- [EXERCISE REQUIREMENTS]:
Every record below needs to be printed again exactly.

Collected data
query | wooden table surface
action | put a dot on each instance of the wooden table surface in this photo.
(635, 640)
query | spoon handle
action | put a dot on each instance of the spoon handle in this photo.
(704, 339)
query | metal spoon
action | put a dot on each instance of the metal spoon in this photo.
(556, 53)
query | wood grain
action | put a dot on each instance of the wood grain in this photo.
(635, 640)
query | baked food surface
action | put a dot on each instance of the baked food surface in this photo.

- [OUTPUT BELOW]:
query | wooden table surface
action | put a dot on each instance of the wooden table surface in this photo.
(635, 640)
query | spoon handle
action | put a dot on each instance of the spoon handle in this photo.
(704, 339)
query | metal spoon
action | put a dot on each instance of the metal spoon in this photo.
(556, 53)
query | wood grain
action | put a dot on each instance of the wood grain in this photo.
(635, 640)
query | baked food surface
action | put a dot on each instance of the baked food surface in this photo.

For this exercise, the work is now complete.